### Text excerpt
==========
New COVID-19 shutdown rules could disrupt food supply
With Ontario in the grip of a new wave of COVID-19, it is understandable that governments seek action to keep Ontarians safe, but yesterday’s decision by the City of Toronto and the Region of Peel to include food processing facilities in mandatory and inflexible shut downs for even small infection clusters could devastate our food supply.
The City of Toronto and the Region of Peel should immediately clarify that the entire food and consumer goods supply chain is an essential part of critical infrastructure and exempt food processing facilities from this mandate.
The Greater Toronto Area is home to the greatest number of food processing facilities in Canada, supporting supply chains across the country and around the world. This overly prescriptive and inflexible mandate puts those supply chains and consumers at tremendous risk.
Shutting down large food processing facilities over as few as five positive COVID-19 cases makes little sense for our country’s most important food processing hub and will seriously jeopardize production of essential goods ranging from pantry staples to hand sanitizers and more.
Facing down spikes in consumer demand of up to 500 per cent in the spring of 2020 and some unsettling shortages, these dedicated workers have managed to secure our food and essential goods’ supplies in the face of unprecedented disruption.
These facilities already operate under the most stringent regulatory requirements for food safety and hygiene. They have also instituted comprehensive COVID -19 protections since the earliest days of the pandemic, including but not limited to increasing sanitation and social distancing, conducting health screenings, and supporting workers when cases occur.
==========
### Information provided

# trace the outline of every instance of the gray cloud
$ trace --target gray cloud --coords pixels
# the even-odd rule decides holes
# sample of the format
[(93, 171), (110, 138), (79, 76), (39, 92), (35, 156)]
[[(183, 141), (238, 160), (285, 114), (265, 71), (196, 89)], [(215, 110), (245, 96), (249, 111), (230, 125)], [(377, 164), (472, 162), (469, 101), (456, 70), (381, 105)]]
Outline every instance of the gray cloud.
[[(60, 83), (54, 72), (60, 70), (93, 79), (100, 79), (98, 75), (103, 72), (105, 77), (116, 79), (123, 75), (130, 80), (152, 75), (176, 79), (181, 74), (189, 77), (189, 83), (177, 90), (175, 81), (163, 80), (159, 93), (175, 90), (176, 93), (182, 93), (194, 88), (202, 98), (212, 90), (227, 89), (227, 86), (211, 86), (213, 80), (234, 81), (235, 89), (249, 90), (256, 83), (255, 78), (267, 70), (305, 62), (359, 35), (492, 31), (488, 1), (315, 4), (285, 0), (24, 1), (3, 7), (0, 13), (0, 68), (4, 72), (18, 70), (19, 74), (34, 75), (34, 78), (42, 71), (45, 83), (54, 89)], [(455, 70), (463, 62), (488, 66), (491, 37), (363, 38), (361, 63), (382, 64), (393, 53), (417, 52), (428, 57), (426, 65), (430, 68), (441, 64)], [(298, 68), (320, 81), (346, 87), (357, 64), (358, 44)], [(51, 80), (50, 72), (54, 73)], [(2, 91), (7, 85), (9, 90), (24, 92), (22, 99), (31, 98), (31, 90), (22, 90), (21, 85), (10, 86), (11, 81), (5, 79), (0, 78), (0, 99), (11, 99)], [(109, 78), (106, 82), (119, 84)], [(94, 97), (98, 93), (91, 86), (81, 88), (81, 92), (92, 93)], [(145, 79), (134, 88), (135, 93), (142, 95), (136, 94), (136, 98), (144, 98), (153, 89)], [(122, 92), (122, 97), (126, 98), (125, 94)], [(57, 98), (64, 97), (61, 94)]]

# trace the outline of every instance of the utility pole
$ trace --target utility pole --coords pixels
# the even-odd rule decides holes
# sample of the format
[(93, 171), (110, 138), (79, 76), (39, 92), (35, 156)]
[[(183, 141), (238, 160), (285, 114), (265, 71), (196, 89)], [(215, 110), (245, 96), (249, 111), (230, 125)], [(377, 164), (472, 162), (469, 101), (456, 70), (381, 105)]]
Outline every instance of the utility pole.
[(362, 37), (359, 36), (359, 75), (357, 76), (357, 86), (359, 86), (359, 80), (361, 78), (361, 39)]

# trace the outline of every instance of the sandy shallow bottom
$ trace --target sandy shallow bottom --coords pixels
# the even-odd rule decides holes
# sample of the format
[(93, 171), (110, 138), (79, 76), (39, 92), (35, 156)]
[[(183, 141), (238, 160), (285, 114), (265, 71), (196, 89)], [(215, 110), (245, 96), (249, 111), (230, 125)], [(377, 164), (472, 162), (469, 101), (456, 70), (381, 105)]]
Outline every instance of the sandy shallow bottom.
==========
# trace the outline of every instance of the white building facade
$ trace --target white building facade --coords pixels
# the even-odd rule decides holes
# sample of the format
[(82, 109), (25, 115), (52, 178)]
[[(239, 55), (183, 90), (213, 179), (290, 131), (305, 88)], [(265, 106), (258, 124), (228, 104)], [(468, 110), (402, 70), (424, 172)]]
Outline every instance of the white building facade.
==========
### Tasks to perform
[1] Answer these questions from the piece on COVID-19 shutdown rules, one answer per line with matching letters.
(a) Which two authorities decided to include food processing facilities in the mandatory shutdowns?
(b) As few as how many positive COVID-19 cases could shut down a large food processing facility?
(c) By up to what percentage did consumer demand spike in the spring of 2020?
[2] Pick up the piece on COVID-19 shutdown rules after its last sentence and keep writing it.

### Solved tasks
[1]
(a) The City of Toronto and the Region of Peel
(b) Five
(c) Up to 500 per cent

[2]
The fact is that unlike in smaller workplaces or offices, five cases in a large food processing facility would represent only a tiny fraction of the workforce. In fact, judging from reported cases, food processing workers likely face lower COVID-19 transmission risks inside facilities than they do while moving about their communities.
Canada’s food and consumer goods’ manufacturing companies share Toronto and Peel’s concern about stopping COVID-19 and protecting workers while continuing to supply the products Canadians need. As the past year has demonstrated so clearly, this ongoing crisis requires co-ordinated, smart government support for essential manufacturing supply chains.
Real commitment to prioritizing the health of the country’s more than 300,000 food processing workers is absolutely necessary and is one of the smartest actions governments can take. Instead of mandating inflexible shut downs that don’t achieve that goal, Toronto, Peel, and all governments should develop co-ordinated plans that prioritize manufacturing and urgently ensure essential food and consumer goods workers’ immediate, priority access to the vaccines they so clearly deserve.